- [CONSIGNE 1] Recopiez le passage du texte fourni qui commence aux mots « Cela fonctionnera par » et s'arrête après « cet amour naissant. ».
- [CONSIGNE 2] Dans le texte fourni, avec quel personnage Charlotte vit-elle une romance ?

- [TEXTE FOURNI]
__________

Cela fonctionnera par le dialogue (les remarques moqueuses de la nièce qui enfonce Charlotte plus bas que terre dans un champ contre champ humiliant) ou la narration avec un flashback douloureux où un premier amour lui est arraché par sa mère. Cela s'exprime aussi visuellement avec ces mouvements de caméra dévoilant le conscient (le panoramique où elle regarde son visage élégant et métamorphosé dans le reflet d'une vitre) et l'inconscient avec les nuits agitées de Charlotte aspirant à autre chose là aussi passant par un panoramique allant de son lit à la fenêtre. La plus belle manifestation de ce thème fonctionnera bien sûr par la romance avec Jerry dont les regards aimant contribuent à l'épanouissement de Charlotte, Bette Davis au-delà de la transformation physique s'illuminant littéralement par cet amour naissant.

__________

- [DONNÉES BRUTES]
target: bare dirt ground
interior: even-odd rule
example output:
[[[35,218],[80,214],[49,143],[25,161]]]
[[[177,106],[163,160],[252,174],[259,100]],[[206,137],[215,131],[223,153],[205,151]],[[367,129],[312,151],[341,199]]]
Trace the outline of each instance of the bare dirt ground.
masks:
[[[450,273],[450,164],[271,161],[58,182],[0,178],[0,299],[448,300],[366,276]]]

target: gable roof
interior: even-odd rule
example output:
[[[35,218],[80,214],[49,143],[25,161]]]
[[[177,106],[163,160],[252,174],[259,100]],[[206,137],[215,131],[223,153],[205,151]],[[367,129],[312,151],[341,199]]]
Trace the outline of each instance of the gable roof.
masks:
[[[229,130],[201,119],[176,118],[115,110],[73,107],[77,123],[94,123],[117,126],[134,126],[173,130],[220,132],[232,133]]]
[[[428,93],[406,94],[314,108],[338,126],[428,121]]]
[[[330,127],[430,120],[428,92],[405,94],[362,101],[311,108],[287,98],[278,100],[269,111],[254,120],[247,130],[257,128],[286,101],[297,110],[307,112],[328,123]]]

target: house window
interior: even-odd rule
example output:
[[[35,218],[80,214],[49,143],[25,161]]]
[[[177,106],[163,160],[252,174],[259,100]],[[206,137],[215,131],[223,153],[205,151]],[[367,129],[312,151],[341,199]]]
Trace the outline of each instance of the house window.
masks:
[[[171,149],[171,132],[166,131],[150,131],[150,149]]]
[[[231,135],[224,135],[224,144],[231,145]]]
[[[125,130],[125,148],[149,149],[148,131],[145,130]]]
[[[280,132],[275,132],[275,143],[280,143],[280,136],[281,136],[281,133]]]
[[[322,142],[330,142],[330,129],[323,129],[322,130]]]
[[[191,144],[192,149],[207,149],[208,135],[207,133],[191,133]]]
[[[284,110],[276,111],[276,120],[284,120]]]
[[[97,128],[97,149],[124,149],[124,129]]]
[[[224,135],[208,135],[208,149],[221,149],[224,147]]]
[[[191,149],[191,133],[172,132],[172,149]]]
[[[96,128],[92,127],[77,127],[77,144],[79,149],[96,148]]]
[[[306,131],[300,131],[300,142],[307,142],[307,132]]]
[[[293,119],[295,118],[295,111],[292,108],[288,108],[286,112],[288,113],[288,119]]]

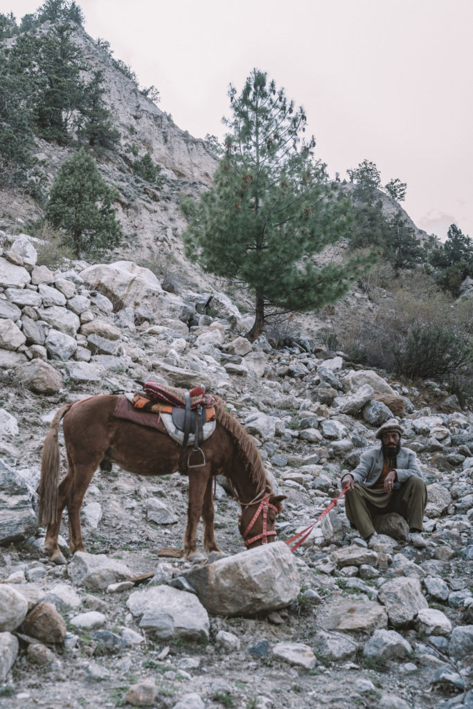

__________

- [SOLUTION COMPLÈTE 1]
Cela fonctionnera par le dialogue (les remarques moqueuses de la nièce qui enfonce Charlotte plus bas que terre dans un champ contre champ humiliant) ou la narration avec un flashback douloureux où un premier amour lui est arraché par sa mère. Cela s'exprime aussi visuellement avec ces mouvements de caméra dévoilant le conscient (le panoramique où elle regarde son visage élégant et métamorphosé dans le reflet d'une vitre) et l'inconscient avec les nuits agitées de Charlotte aspirant à autre chose là aussi passant par un panoramique allant de son lit à la fenêtre. La plus belle manifestation de ce thème fonctionnera bien sûr par la romance avec Jerry dont les regards aimant contribuent à l'épanouissement de Charlotte, Bette Davis au-delà de la transformation physique s'illuminant littéralement par cet amour naissant.

- [SOLUTION COMPLÈTE 2] Avec Jerry.